◆ **Passage given**
I read in the New York Times that when Diana Nyad made her successful swim from Cuba to Florida last September, she relied, as she always has, on her favorite songs. Over and over, she hums them in her head, her strokes falling in time with the music’s cadence: “Ticket to Ride” by the Beatles echoed on one stretch, “Paperback Writer” on another.

That’s very different from the weird chestnuts that bubbled up in my brain this morning after Willie and I headed out the door:  Though it wasn’t quite 6:00 AM the ceaseless beat of my footsteps gave way to “Itsy Bitsy Teenie Weenie Yellow Polka Dot Bikini” (“two-three-four, tell the people what she wore”).  This mixed seamlessly into A Taste of Honey’s disco hit, “Boogie-oogie-oogie” (“so get on up, on the floor, ‘cause we’re gonna boogie-oogie-oogie, til we just can’t boogie no more”).  And by the time Willie and I arrived back at the house I was “marching” to “Onward Christian Soldiers” (“marching as to war, with the cross of Jesus, going on before”).

Willie of course, knows nothing of any of this, and marches to his own internal drummer.  What occupies his thoughts as we tromp along the road on this cold morning I can only guess.

◆ **Brief**
In the passage about songs heard while walking, what song was the writer "marching" to upon arriving back at the house?

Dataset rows

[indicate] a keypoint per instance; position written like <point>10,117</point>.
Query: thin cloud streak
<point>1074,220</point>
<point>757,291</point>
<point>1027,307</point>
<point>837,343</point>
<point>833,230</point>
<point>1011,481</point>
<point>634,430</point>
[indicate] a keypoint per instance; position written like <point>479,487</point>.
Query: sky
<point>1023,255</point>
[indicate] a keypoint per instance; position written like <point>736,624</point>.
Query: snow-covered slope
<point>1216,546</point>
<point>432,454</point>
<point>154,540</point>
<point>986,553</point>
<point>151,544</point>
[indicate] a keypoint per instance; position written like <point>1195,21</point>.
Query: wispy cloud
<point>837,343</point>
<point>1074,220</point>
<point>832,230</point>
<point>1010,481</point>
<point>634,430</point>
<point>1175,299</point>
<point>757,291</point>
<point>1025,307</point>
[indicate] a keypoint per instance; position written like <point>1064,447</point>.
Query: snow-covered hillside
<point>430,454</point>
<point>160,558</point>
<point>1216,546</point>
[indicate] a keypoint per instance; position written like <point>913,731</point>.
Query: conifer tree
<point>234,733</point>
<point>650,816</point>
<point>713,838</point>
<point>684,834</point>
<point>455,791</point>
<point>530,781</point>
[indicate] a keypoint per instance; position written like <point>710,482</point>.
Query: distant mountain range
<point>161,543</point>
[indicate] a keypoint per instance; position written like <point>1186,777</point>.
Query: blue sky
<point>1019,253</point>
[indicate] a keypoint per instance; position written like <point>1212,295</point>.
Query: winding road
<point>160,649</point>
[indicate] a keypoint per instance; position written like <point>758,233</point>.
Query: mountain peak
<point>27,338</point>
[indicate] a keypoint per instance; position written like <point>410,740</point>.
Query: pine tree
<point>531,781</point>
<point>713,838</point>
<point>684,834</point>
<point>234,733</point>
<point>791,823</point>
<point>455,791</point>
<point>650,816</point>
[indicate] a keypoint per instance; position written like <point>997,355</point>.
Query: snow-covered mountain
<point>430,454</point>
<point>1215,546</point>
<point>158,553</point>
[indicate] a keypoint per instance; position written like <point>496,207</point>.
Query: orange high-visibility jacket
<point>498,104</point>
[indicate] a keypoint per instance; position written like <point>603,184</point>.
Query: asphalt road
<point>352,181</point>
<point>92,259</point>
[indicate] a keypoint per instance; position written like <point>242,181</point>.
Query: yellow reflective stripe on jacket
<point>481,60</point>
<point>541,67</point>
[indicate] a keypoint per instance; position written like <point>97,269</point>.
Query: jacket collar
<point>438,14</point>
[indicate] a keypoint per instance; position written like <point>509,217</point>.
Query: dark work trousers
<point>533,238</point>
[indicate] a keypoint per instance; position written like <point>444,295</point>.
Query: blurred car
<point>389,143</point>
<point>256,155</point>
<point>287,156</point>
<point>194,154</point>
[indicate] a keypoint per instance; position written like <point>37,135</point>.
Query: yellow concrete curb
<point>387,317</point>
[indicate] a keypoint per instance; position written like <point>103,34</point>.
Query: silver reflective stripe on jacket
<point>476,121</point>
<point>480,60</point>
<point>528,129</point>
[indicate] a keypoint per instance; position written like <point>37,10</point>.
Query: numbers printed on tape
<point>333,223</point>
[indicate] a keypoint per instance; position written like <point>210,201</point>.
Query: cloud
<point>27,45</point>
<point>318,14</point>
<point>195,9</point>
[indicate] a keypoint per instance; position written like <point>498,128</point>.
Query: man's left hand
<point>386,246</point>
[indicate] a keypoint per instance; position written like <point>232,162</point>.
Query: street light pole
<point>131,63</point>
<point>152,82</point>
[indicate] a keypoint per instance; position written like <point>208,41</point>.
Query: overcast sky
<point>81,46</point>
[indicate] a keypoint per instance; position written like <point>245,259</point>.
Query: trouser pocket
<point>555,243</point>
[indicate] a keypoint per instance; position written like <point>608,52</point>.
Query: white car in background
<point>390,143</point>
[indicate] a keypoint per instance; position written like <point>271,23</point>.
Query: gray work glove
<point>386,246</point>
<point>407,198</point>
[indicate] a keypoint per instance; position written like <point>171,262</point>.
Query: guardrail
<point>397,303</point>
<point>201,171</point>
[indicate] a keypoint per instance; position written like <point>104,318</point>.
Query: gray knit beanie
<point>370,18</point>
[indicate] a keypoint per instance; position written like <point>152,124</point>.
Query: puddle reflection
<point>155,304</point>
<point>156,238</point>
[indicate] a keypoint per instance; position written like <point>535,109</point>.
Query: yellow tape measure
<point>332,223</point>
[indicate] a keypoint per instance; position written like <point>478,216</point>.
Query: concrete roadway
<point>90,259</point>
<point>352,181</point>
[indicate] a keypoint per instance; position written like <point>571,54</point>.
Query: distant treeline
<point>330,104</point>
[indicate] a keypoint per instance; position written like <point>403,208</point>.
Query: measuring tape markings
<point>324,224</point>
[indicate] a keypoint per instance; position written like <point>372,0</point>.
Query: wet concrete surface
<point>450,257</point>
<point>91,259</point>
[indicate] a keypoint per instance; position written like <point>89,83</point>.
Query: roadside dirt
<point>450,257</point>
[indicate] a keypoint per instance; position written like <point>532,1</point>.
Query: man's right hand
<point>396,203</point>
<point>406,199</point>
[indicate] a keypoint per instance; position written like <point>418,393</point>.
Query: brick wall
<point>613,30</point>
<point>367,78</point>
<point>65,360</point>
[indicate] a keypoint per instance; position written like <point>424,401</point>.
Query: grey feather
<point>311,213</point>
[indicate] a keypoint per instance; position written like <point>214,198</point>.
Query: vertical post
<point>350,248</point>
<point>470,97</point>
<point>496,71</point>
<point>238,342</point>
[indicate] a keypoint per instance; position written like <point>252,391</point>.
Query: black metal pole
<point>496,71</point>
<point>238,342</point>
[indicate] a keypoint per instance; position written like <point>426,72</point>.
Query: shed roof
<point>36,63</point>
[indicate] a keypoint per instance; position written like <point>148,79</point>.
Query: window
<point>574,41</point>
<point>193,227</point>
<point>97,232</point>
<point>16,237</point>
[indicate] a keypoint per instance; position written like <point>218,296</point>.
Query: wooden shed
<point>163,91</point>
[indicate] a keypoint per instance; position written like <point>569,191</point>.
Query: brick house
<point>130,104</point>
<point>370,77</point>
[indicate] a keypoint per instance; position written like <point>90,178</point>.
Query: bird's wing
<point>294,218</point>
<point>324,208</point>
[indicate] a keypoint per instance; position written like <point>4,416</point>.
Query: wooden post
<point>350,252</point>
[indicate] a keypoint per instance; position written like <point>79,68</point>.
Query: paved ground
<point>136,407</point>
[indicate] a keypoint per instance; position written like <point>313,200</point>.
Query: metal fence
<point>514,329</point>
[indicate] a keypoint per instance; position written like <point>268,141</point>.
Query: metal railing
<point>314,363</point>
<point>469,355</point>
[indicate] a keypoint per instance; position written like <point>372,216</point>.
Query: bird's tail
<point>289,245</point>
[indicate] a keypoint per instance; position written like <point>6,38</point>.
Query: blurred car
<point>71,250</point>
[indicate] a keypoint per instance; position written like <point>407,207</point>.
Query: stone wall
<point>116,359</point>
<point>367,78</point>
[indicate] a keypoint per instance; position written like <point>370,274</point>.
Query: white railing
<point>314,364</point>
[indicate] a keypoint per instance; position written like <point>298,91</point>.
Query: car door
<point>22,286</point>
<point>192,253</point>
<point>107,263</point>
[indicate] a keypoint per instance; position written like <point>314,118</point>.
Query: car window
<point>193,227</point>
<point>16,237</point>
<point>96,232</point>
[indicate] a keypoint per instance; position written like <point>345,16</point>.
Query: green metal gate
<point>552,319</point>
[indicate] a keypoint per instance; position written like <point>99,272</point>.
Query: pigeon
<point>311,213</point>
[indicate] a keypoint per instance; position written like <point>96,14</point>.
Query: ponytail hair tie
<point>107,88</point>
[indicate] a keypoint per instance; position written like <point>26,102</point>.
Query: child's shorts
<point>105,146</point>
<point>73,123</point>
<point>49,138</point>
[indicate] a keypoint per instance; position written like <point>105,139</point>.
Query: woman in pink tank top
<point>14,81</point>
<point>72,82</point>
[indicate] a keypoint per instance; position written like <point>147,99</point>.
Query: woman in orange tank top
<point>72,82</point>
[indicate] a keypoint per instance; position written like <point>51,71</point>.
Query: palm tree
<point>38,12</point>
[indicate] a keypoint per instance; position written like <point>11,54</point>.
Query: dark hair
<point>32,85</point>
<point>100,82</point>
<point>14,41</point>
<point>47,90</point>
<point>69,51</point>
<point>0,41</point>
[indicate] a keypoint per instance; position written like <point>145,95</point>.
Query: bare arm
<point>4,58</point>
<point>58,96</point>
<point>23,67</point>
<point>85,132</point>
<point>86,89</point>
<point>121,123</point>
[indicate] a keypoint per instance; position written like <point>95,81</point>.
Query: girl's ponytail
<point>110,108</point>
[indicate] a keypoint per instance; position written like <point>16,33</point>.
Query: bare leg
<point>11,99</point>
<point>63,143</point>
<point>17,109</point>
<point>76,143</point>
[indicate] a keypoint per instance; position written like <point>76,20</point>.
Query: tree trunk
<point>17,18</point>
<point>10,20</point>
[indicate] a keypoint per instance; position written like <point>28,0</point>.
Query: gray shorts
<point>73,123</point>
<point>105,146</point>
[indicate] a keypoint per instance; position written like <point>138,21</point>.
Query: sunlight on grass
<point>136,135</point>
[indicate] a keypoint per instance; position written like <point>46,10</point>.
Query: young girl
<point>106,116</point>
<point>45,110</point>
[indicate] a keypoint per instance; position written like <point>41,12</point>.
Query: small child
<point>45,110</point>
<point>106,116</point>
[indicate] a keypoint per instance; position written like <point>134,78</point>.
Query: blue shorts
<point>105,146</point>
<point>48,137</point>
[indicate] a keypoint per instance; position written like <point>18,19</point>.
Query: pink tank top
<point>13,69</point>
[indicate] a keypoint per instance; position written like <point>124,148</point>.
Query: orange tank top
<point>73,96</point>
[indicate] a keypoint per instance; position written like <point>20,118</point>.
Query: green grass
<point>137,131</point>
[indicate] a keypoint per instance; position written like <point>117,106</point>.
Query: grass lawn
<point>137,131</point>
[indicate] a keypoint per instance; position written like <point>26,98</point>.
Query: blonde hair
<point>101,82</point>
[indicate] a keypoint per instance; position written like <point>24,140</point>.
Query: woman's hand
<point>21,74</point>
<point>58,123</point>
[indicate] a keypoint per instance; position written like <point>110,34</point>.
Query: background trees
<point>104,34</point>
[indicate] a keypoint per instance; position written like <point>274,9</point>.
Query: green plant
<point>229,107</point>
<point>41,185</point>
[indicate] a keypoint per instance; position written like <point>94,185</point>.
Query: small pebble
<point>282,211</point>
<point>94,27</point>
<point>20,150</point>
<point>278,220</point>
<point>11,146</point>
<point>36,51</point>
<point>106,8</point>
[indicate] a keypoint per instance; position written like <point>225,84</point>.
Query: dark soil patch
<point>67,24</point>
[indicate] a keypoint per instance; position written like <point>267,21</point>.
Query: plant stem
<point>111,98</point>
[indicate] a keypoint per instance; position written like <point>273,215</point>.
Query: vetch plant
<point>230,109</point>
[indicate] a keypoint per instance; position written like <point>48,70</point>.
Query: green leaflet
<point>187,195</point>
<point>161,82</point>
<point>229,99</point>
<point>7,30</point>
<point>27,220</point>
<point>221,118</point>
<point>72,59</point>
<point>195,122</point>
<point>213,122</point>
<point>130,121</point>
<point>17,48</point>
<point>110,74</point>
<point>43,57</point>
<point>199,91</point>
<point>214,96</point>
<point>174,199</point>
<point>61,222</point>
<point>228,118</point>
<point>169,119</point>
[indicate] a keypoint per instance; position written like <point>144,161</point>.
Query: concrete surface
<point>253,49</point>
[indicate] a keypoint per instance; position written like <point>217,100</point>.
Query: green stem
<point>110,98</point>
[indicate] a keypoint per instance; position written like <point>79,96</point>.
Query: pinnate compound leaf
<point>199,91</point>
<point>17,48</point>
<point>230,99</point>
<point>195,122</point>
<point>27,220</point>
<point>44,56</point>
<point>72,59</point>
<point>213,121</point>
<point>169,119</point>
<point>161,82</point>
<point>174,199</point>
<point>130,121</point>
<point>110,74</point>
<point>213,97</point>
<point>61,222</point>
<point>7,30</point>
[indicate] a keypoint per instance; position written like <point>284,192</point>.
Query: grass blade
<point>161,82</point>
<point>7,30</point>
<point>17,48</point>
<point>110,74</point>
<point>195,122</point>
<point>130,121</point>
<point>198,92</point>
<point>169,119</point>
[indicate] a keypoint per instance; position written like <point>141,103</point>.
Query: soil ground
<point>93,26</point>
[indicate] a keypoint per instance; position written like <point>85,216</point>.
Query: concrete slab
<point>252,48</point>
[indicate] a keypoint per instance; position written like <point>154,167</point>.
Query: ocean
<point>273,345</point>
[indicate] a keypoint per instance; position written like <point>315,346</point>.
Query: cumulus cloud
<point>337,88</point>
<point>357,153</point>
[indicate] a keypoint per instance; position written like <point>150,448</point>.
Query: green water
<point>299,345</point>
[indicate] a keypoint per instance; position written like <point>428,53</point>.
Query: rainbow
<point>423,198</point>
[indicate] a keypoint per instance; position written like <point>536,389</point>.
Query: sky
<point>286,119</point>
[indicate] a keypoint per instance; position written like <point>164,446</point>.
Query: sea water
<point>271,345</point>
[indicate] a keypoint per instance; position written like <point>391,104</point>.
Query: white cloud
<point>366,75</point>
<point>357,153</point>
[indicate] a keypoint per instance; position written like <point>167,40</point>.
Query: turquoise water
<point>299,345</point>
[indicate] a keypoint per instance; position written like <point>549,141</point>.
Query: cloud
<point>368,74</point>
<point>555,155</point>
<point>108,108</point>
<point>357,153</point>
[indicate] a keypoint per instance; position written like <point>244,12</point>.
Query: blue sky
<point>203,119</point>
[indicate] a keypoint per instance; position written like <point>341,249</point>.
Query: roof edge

◆ **Correct result**
"Onward Christian Soldiers"